Diário da Peste 31, por Fábio de Oliveira Ribeiro

A distância tem sido o principal tema explorado pela poesia ocidental e, em tempos de coronavírus, ela ganha outros contornos

Diário da Peste 31

por Fábio de Oliveira Ribeiro

 

O isolamento tem um efeito colateral interessante. Nossos sentidos ficam mais aguçados, pequenos acontecimentos ganham grandes proporções sentimentais. Menos embriagada pela normalidade, nossa inteligência viaja do “ente” (aparência) ao “ser” (essência) como se entre ambos não existisse um abismo.

A obturação do meu dente incisivo superior frontal caiu. Não posso ir ao dentista, pois ele também está isolado. O risco do exercício da profissão dele é maior do que o normal. O perigo do paciente ser contaminado durante um procedimento odontológico não é menor. Entretanto, a perda de um dente frontal superior fragilizado me parece tão próxima e insuportável quando sou obrigado a ficar distante do dentista.

## TAREFA A REALIZAR
Segundo a crônica "Diário da Peste 31", por que não é possível ir ao dentista depois que a obturação caiu?

Dados de expressões referenciais baseadas em fotos:
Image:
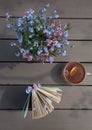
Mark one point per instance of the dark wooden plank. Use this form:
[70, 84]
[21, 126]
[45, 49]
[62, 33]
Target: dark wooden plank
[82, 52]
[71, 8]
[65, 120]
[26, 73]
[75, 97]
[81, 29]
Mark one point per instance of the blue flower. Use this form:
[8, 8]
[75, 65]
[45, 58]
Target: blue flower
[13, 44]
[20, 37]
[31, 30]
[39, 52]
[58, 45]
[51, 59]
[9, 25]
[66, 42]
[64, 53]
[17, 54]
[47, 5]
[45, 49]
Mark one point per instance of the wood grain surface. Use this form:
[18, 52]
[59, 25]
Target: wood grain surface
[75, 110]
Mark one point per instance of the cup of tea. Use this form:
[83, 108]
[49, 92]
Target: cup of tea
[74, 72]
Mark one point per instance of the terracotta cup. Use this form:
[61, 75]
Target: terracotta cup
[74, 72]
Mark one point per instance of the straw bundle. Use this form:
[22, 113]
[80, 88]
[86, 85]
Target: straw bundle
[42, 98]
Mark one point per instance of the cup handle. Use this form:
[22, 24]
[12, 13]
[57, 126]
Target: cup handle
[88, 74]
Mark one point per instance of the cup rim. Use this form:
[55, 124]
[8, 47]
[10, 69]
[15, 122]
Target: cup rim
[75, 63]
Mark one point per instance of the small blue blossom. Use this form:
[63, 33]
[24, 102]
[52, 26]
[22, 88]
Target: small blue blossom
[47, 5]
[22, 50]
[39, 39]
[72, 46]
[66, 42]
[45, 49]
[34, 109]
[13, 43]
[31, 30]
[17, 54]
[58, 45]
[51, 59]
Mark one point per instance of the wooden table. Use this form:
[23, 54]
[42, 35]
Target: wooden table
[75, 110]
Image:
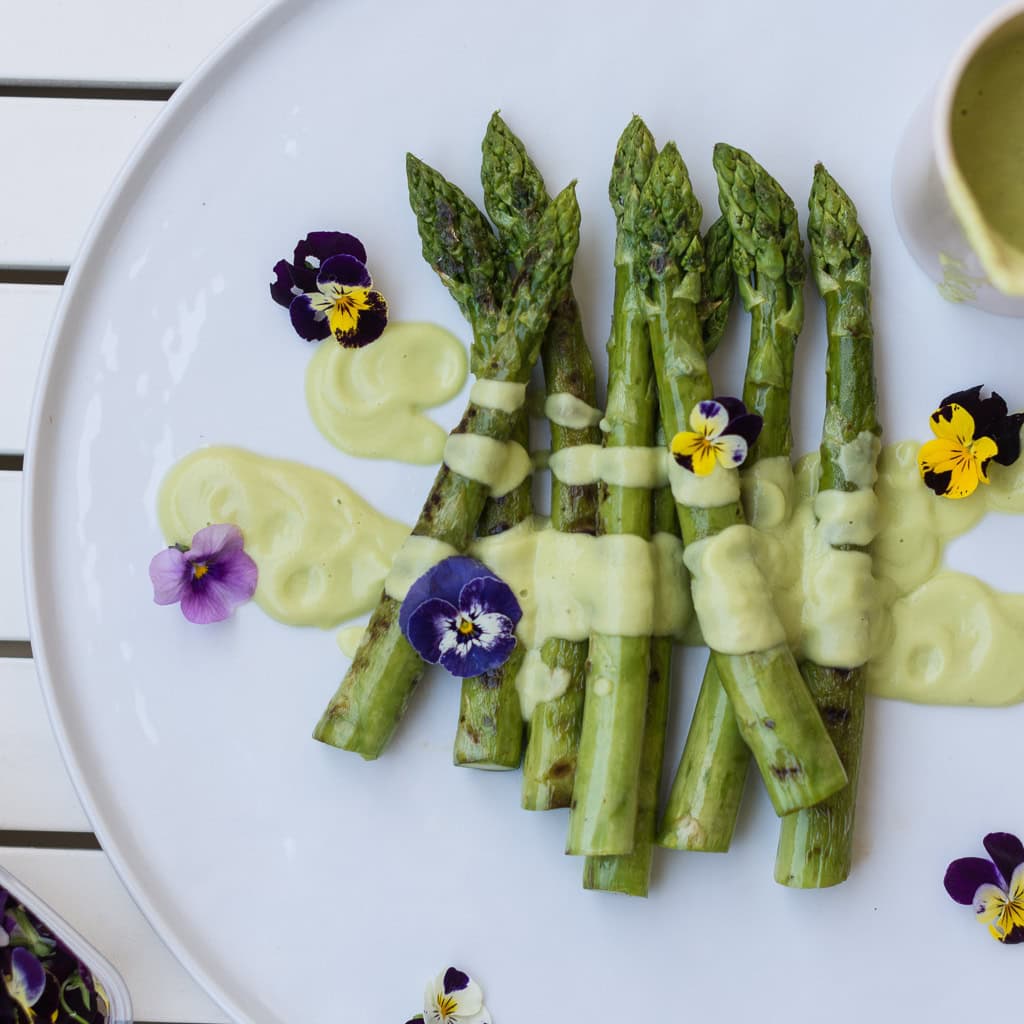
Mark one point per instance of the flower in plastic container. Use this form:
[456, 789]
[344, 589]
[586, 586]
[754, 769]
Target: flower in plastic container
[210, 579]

## RESPOSTA ESPERADA
Porque o dentista também está isolado.